>> Start Source data

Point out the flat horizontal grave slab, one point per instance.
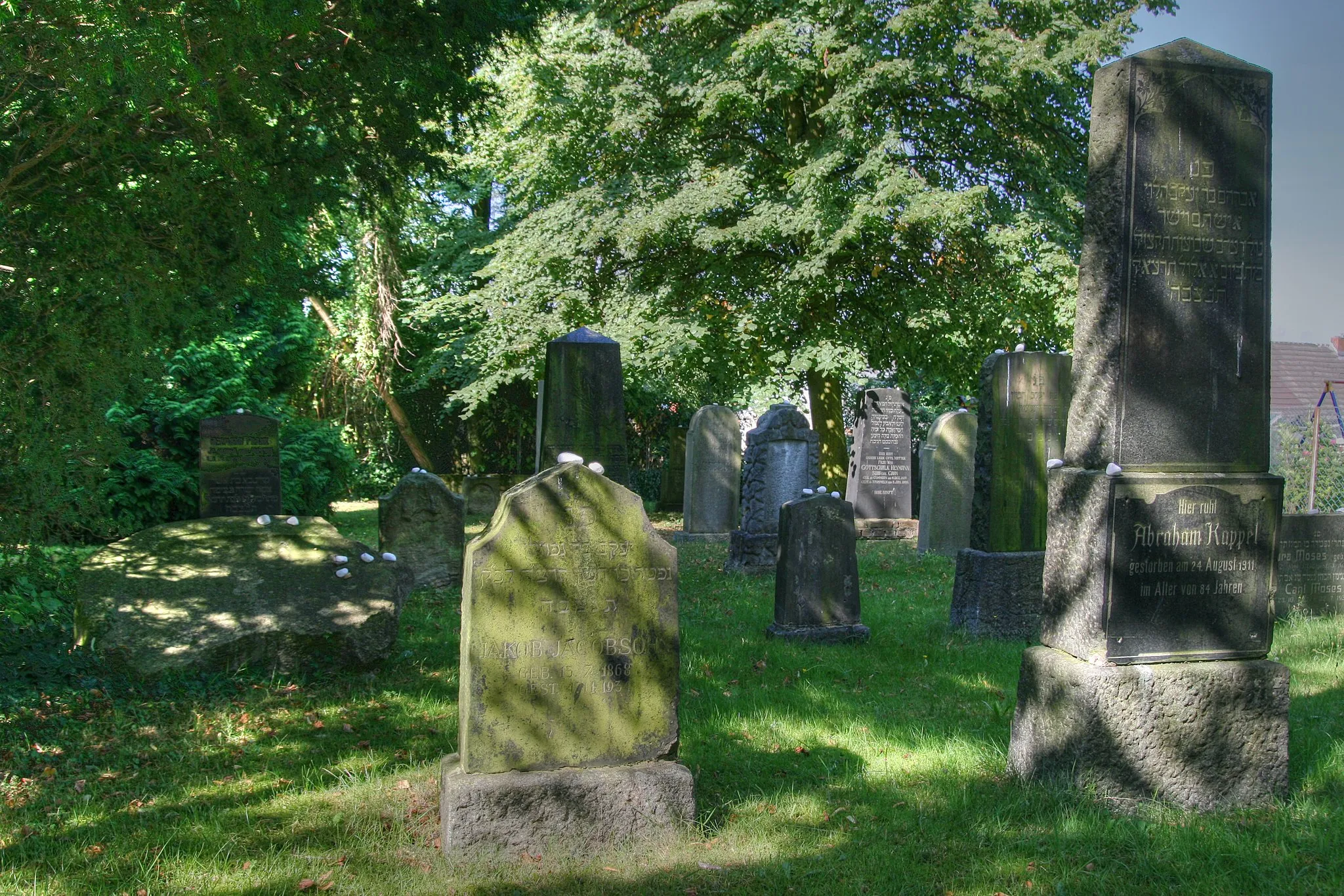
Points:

>> End Source data
>> Start Source data

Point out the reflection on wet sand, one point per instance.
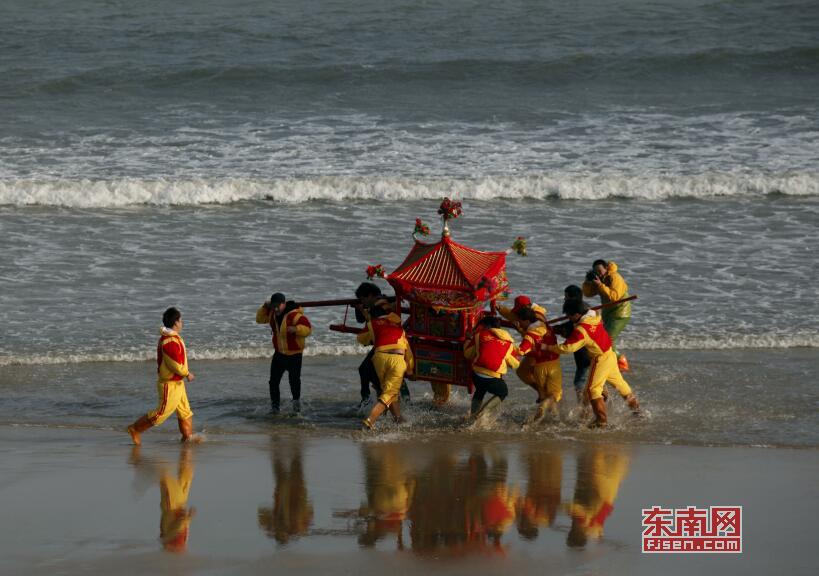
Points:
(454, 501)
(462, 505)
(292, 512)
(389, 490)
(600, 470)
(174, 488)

>> End Source data
>> Start Source data

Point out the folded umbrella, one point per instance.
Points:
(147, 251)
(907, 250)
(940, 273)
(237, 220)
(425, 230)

>> End Source data

§ Work instructions:
Select and copy each line of the entries above that contains the string "instance".

§ Exercise result:
Point out the flat horizontal grave slab, one point per instance.
Point out the reflection on wet sand, one point per instance.
Point out the folded umbrella, one point per instance.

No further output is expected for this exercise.